## Selected text
CENTRAL BANKS ARE RIGGING THE DEBT MARKET LIKE NEVER BEFORE

By Gregory Mannarino, TradersChoice.net 

Since my last article published here in the Trends Journal, we witnessed an unprecedented selloff in the debt market which led to an uncontrolled spike of the 10-year yield, and this spiking of the 10-year yield led to a steep drop in stock prices.  These events, with one triggering the other, caused both the European Central Bank/(ECB) and the Federal Reserve to now engage in yet more debt market manipulation. A move to an “emergency policy stance.” 

Immediately following the rapid and uncontrolled selloff in the debt market both here in the U.S. and in Europe, the ECB instituted an emergency monetary policy to prevent “fragmentation” of the debt market. This action by the ECB sparked the Federal Reserve to also act. The Federal Reserve is calling their action “unconventional means” to prevent disruption in the debt market.

Referring expression data

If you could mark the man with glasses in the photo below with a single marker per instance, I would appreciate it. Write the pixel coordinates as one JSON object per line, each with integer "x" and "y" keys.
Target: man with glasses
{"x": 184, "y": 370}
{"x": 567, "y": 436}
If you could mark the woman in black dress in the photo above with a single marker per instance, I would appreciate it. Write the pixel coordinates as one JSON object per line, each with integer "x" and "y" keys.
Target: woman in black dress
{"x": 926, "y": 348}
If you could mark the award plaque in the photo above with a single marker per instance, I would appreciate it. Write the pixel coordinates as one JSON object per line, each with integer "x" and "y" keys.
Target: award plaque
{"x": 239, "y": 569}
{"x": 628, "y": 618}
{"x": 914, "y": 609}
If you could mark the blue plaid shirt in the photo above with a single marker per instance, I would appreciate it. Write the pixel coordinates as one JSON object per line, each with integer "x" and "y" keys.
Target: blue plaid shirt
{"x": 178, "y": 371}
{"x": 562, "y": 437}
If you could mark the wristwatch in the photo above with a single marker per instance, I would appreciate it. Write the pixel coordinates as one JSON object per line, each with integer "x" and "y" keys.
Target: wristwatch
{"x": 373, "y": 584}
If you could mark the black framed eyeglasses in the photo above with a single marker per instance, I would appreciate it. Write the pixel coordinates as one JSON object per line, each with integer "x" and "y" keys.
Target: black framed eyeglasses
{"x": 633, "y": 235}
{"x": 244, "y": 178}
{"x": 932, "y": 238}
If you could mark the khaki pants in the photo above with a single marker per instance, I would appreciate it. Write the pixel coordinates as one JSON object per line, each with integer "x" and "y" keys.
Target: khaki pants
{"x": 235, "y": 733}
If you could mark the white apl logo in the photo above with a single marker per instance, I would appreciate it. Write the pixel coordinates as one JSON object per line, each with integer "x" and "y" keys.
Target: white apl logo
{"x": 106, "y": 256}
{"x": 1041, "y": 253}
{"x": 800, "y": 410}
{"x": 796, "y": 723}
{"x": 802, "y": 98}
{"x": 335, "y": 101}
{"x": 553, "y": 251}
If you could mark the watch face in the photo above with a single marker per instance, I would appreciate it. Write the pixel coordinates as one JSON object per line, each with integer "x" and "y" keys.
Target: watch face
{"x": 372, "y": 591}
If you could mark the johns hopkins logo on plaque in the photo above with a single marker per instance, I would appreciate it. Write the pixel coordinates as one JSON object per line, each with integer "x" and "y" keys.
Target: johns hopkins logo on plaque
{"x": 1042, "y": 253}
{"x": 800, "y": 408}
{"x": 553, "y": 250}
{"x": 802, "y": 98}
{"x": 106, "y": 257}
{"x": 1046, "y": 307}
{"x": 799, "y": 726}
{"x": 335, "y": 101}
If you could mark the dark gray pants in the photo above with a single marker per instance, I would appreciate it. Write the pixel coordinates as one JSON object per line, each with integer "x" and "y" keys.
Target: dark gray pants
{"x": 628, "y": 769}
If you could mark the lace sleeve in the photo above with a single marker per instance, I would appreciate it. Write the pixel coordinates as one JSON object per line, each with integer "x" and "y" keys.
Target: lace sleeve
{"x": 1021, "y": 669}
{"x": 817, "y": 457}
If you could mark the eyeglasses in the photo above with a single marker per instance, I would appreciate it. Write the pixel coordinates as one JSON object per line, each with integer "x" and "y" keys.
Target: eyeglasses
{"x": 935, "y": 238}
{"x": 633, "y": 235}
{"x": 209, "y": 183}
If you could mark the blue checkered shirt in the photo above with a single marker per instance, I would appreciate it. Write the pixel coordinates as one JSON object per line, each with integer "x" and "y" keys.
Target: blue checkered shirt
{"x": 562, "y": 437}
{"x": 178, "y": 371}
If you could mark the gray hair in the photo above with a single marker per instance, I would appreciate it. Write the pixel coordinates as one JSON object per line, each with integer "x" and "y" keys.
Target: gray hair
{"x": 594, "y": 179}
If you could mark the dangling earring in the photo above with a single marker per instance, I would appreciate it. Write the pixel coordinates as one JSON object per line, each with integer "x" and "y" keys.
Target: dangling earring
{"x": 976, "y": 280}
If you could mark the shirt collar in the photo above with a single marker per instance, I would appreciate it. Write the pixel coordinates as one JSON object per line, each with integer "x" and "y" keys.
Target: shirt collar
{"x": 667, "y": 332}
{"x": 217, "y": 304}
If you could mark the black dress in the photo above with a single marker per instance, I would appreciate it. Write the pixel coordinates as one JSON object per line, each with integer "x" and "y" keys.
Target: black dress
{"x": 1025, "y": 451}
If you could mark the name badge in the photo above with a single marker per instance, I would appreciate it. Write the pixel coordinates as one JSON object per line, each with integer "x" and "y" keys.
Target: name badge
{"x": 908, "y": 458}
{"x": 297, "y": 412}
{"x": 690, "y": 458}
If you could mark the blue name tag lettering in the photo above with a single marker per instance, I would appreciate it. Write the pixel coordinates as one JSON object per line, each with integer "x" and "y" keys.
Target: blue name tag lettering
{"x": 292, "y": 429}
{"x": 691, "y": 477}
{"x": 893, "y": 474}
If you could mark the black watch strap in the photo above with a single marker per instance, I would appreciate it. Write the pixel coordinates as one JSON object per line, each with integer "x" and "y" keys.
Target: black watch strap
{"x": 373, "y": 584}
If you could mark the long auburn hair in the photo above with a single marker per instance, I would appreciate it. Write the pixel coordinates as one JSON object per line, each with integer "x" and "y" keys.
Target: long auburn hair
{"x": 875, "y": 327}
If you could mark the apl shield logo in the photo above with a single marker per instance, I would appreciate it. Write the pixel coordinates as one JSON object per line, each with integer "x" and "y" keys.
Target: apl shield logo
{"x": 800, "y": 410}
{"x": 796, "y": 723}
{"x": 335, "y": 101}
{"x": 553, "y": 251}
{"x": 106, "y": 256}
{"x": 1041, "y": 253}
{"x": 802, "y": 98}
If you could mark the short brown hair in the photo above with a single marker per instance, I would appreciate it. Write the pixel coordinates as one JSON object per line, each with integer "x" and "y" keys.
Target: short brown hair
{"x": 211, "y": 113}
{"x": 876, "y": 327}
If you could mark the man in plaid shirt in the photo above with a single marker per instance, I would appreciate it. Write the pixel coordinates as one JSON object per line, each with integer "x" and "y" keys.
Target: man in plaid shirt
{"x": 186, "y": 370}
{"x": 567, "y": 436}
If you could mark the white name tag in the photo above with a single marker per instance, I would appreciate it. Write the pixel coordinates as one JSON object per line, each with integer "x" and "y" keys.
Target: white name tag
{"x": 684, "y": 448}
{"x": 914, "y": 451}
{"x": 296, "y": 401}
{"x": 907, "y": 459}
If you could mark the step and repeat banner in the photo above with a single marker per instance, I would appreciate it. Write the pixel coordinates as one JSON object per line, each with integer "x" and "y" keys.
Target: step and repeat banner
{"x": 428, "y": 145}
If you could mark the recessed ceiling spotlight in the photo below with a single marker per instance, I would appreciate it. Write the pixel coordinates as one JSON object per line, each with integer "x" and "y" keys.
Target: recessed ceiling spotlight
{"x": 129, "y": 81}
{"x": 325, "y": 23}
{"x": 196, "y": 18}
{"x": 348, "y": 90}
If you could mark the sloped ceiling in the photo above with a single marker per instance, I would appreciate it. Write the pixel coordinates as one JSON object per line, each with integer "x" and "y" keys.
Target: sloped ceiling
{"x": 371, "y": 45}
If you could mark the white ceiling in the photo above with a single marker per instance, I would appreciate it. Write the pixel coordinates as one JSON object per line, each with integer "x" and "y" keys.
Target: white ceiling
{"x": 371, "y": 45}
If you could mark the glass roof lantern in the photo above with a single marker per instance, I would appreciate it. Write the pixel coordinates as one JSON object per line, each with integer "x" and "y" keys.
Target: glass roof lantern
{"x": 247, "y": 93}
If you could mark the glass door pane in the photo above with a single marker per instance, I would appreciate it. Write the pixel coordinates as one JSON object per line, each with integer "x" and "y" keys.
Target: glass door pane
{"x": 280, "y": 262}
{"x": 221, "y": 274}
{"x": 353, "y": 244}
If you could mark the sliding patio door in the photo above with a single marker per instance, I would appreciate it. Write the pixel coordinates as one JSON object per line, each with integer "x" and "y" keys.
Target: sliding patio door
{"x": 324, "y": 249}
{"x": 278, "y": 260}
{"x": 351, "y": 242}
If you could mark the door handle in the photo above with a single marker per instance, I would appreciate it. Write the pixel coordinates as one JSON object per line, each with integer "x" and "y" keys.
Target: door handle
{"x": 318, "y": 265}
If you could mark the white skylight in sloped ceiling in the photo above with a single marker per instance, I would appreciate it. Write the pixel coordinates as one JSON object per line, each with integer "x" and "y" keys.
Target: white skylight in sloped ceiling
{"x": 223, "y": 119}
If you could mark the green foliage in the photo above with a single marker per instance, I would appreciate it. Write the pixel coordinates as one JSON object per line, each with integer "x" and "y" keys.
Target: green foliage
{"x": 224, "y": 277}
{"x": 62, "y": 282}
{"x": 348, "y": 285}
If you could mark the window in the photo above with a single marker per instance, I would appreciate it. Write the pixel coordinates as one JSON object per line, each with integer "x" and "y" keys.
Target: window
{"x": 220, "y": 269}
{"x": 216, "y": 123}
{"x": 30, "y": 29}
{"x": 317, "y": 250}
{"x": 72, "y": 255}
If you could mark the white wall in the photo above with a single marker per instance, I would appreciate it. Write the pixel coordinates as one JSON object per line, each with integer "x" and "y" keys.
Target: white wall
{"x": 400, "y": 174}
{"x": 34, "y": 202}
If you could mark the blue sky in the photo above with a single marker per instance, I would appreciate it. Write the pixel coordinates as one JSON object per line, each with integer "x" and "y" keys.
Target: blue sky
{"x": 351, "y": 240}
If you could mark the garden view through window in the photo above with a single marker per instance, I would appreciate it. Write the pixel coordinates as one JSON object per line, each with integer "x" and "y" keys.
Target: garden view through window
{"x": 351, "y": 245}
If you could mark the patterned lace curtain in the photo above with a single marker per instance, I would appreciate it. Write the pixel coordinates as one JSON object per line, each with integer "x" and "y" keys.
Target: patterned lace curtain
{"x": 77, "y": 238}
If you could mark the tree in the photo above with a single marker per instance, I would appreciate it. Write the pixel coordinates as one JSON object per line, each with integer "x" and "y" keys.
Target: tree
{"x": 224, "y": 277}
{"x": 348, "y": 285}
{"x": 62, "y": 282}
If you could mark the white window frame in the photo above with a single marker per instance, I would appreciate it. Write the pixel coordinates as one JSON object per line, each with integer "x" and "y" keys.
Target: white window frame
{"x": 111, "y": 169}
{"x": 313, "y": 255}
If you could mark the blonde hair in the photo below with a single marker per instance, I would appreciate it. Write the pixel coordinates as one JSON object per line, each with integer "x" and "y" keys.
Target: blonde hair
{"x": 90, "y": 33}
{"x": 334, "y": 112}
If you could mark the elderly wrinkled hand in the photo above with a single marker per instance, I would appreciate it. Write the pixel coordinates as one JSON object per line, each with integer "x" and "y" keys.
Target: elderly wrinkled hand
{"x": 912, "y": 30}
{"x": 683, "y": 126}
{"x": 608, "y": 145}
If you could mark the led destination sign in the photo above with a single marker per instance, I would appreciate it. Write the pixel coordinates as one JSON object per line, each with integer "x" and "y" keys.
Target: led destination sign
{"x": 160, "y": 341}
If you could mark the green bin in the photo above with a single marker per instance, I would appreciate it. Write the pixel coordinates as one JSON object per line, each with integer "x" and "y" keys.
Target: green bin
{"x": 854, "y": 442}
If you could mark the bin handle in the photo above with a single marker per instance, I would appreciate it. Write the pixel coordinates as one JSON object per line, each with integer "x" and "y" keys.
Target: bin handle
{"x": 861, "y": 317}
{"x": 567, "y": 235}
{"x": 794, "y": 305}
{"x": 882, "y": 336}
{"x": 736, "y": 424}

## Exercises
a - Which phrases does the article on central banks and the debt market set in quotation marks?
b - Reproduce everything in the article on central banks and the debt market from "By Gregory Mannarino, TradersChoice.net" down to "in the debt market.".
c - Answer these about the article on central banks and the debt market:
(i) Who wrote it?
(ii) What did the spiking of the 10-year yield lead to?
(iii) What did the ECB institute to prevent "fragmentation" of the debt market?
These records were drawn from a separate source and have no connection to the article above.

## Solutions in order
a -
"emergency policy stance"
"fragmentation"
"unconventional means"

b -
By Gregory Mannarino, TradersChoice.net 

Since my last article published here in the Trends Journal, we witnessed an unprecedented selloff in the debt market which led to an uncontrolled spike of the 10-year yield, and this spiking of the 10-year yield led to a steep drop in stock prices.  These events, with one triggering the other, caused both the European Central Bank/(ECB) and the Federal Reserve to now engage in yet more debt market manipulation. A move to an “emergency policy stance.” 

Immediately following the rapid and uncontrolled selloff in the debt market both here in the U.S. and in Europe, the ECB instituted an emergency monetary policy to prevent “fragmentation” of the debt market. This action by the ECB sparked the Federal Reserve to also act. The Federal Reserve is calling their action “unconventional means” to prevent disruption in the debt market.

c -
(i) Gregory Mannarino
(ii) A steep drop in stock prices
(iii) An emergency monetary policy